Start of Data listing

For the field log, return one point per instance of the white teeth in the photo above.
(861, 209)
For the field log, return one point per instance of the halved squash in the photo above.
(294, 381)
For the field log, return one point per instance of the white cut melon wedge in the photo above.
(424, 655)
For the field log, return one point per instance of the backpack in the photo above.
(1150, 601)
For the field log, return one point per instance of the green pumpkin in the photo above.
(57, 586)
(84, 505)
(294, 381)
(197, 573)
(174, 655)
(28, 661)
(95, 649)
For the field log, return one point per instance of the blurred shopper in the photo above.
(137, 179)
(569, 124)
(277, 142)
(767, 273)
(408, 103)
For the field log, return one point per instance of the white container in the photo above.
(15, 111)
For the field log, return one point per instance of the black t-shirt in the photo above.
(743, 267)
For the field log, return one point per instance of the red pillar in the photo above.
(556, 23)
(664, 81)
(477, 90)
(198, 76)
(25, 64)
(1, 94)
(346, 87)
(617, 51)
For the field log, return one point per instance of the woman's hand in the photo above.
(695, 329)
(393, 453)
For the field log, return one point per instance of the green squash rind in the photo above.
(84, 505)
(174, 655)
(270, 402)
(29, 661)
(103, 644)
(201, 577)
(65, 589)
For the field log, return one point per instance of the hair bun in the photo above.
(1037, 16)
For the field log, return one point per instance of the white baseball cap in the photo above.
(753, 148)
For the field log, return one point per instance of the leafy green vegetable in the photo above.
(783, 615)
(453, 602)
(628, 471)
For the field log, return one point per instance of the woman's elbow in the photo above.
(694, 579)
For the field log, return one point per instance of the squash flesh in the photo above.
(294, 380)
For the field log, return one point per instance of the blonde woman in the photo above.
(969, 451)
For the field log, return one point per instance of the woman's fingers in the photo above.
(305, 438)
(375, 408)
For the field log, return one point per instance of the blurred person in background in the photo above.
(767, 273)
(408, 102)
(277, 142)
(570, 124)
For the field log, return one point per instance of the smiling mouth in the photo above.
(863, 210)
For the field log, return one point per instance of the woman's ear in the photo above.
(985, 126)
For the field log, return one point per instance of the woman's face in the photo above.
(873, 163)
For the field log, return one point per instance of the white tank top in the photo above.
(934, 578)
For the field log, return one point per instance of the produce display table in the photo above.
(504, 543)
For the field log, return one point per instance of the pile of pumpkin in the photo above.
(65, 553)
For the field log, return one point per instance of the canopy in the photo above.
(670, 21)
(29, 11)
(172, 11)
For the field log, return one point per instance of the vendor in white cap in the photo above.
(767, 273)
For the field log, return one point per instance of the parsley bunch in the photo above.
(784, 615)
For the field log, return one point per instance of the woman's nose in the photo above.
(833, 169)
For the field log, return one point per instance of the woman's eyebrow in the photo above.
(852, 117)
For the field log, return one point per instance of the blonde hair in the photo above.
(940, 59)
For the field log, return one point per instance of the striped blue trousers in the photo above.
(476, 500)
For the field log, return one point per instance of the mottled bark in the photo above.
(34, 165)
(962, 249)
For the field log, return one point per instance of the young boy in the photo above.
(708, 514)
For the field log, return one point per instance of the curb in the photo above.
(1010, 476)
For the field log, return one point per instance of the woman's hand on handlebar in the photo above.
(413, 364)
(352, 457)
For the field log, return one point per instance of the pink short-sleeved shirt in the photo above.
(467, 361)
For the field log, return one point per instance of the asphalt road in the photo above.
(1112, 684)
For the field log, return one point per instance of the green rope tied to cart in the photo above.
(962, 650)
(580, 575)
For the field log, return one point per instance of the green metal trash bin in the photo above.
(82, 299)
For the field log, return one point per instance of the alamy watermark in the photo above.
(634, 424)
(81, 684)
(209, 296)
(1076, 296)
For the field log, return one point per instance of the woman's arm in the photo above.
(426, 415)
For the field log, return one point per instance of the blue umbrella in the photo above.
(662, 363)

End of Data listing

Prompt
Your answer should be all of the records, transcribed exactly.

Completed exercise
For the field log, return one point per instance of the white teeth in the photo above.
(861, 209)
For the field log, return one point per instance of the halved squash in the photo above.
(294, 381)
For the field log, return one point per instance of the white cut melon wedge in the photo above.
(424, 655)
For the field log, return one point per instance of the backpack in the photo above.
(1150, 601)
For the field log, return one point per instance of the green pumpkin in the photo above.
(57, 586)
(84, 505)
(294, 381)
(197, 573)
(174, 655)
(28, 661)
(95, 649)
For the field log, return one point per instance of the blurred shopper in the photo above.
(137, 179)
(569, 124)
(277, 142)
(767, 273)
(408, 103)
For the field log, return one point per instance of the white container in the photo above.
(15, 111)
For the field log, return one point per instance of the black t-shirt in the photo above.
(743, 267)
For the field log, return one point per instance of the red pillar in the photo above.
(556, 23)
(664, 81)
(477, 90)
(198, 76)
(25, 64)
(1, 94)
(346, 87)
(617, 51)
For the field log, return one point per instance of the woman's hand in the photo above.
(695, 329)
(393, 453)
For the field log, return one point per instance of the green squash rind in the photo above.
(84, 505)
(174, 655)
(270, 402)
(29, 661)
(103, 644)
(201, 577)
(65, 589)
For the field log, return one point per instance of the hair bun in the photo above.
(1037, 16)
For the field log, return one point per instance of the white baseball cap in the photo above.
(753, 148)
For the field log, return one point per instance of the leafy green vegetable in the photo above.
(783, 615)
(453, 602)
(628, 471)
For the field log, return one point per instance of the woman's elbow in the photo above.
(694, 579)
For the field log, return one point per instance of the squash flesh in the photo above.
(294, 380)
For the field log, return one point per instance of the blonde woman in the photo above.
(969, 451)
For the field log, return one point per instance of the woman's fingers in the photo above.
(305, 438)
(375, 408)
For the field log, return one point per instance of the blurred person in background in the photo above.
(767, 273)
(408, 102)
(277, 142)
(570, 124)
For the field log, return one point per instance of the smiling mouth in the photo above.
(863, 210)
For the field log, return one point per instance of the woman's ear in the photo above.
(985, 126)
For the field log, return one point per instance of the woman's face in the photo above.
(873, 163)
For the field log, return one point per instance of the white tank top in the photo above.
(934, 578)
For the field log, return one point per instance of the produce display table in the photo above.
(504, 543)
For the field log, return one point per instance of the pile of pumpkin in the photo above.
(65, 553)
For the field log, return one point per instance of the canopy in the photo above.
(670, 21)
(29, 11)
(172, 11)
For the field log, return one point per instance of the vendor in white cap in the photo above.
(767, 273)
For the field log, return one point per instance of the parsley bunch in the photo above.
(784, 615)
For the field log, return one point per instance of the woman's nose in the photo above.
(833, 169)
For the field log, return one point per instance of the woman's eyebrow in the photo above.
(852, 117)
For the field log, return one point per instance of the blonde hair in the photo above.
(940, 59)
For the field log, return one point per instance of the striped blue trousers in the photo above.
(476, 500)
For the field log, return one point per instance of the mottled bark in the photo above.
(34, 165)
(962, 249)
For the field log, return one point per instance of the young boy in the photo above.
(708, 514)
For the field log, return one point per instance of the curb in the photo above.
(1010, 476)
For the field log, return one point per instance of the woman's hand on handlebar in the photo above.
(413, 364)
(352, 457)
For the field log, return one point per instance of the pink short-sleeved shirt in the photo above.
(467, 361)
For the field log, return one point per instance of the asphalt road in the photo above.
(1112, 684)
For the field log, return one point per instance of the green rope tied to cart in the photo above.
(962, 650)
(580, 575)
For the field log, return one point per instance of the green metal trash bin in the photo above.
(82, 299)
For the field log, return one point per instance of the alamy watermark in the photo above.
(634, 424)
(81, 684)
(209, 296)
(1076, 296)
For the field log, return one point per instance of the woman's arm in the photo above.
(426, 415)
For the field log, return one point per instance of the blue umbrella in the photo above.
(662, 363)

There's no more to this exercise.